Rows from a pointing dataset:
※ ※ ※
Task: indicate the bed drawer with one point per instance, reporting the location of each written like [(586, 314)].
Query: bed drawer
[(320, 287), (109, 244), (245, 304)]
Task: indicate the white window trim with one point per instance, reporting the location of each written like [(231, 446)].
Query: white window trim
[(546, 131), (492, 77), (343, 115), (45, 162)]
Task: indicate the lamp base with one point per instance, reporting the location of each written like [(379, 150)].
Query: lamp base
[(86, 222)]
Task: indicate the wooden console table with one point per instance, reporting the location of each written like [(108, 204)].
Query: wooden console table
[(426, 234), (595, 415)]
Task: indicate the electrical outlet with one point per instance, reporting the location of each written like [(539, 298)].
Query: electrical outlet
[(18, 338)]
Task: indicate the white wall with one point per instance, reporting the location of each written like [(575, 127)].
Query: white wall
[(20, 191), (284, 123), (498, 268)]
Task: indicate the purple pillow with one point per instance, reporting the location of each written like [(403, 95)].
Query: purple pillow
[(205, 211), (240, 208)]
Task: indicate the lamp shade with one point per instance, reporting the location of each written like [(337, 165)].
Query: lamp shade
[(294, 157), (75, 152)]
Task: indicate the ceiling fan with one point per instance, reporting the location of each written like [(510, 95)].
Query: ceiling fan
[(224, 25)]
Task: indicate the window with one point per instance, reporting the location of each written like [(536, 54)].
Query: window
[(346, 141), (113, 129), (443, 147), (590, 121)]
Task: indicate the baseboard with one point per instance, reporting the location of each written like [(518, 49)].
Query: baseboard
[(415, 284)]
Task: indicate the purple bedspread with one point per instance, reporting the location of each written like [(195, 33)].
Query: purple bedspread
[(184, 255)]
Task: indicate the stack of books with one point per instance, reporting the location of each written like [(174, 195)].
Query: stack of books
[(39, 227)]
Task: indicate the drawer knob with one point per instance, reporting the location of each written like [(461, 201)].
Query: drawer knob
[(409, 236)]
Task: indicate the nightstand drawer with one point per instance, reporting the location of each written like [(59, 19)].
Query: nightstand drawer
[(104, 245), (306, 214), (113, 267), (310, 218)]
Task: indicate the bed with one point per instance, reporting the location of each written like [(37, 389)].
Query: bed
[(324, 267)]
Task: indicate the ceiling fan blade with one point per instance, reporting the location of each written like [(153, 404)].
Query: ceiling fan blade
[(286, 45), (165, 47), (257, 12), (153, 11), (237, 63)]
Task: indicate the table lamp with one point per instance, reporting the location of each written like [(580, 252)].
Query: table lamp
※ ※ ※
Copy every one of the lines above word for word.

Task: indicate the bed drawer with one point per instance, reporting the location of each written like [(586, 314)].
Query: bed drawer
[(320, 287), (109, 244), (245, 304)]
Task: indicate the white window trim with one point per instance, reporting the location of each written like [(231, 446)].
Query: white window trim
[(546, 131), (492, 77), (343, 115), (45, 162)]
Task: indicate the lamp base with one point per instance, reporting the location of each written like [(379, 150)].
Query: lamp base
[(86, 222)]
Task: indicate the wooden console table with one point per instance, reporting the location of each written like [(108, 204)].
Query: wooden console table
[(426, 234), (595, 415)]
Task: indicate the electrical outlet with one point per instance, reporting the location of each written like [(539, 298)].
Query: electrical outlet
[(18, 338)]
Task: indicate the white wall with one point per instance, reporting the location of each written like [(575, 127)].
Query: white wall
[(20, 191), (284, 123), (498, 268)]
Task: indicate the purple pillow with one point per instance, reporting the location of each written like [(403, 95)].
Query: purple pillow
[(205, 211), (240, 208)]
Task: indicate the lamp shade with one point per instance, reporting the location of each written like [(337, 165)].
Query: lamp shade
[(294, 157), (75, 152)]
Task: indicate the ceiling fan with one point per instance, reporting the location of each written like [(510, 95)].
Query: ceiling fan
[(224, 25)]
Task: indicate the window with one point per instance, reporting the location of each written like [(536, 54)].
Query: window
[(346, 141), (113, 129), (443, 147), (590, 121)]
Task: indicate the baseboard with one point per instance, reporting the location of each written like [(518, 49)].
Query: baseboard
[(415, 284)]
Task: indicate the purple bedspread with one point per instance, reporting the location of each written like [(195, 33)].
Query: purple bedspread
[(184, 255)]
Task: indicate the stack of books with one point per instance, reporting the location of each written like [(174, 195)].
Query: stack of books
[(39, 227)]
Task: indicate the drawer knob with one point per instance, reporting the location of each written like [(461, 201)].
Query: drawer knob
[(409, 236)]
Task: indicate the nightstand drawer with one point per instance, reporting the location of each written like [(59, 19)].
Query: nightstand drawer
[(104, 245), (306, 214), (113, 267), (310, 218)]
Task: indicate the bed with one point per instance, reporting the location of each written like [(37, 389)].
Query: bed
[(324, 267)]
Task: indicate the ceiling fan blade with one point per instance, reporting the location of each written like [(153, 404)].
Query: ceiling fan blade
[(286, 45), (165, 47), (257, 12), (153, 11), (237, 63)]
Task: indicate the table lamp with one point per instance, reporting the location of each written like [(580, 252)].
Query: table lamp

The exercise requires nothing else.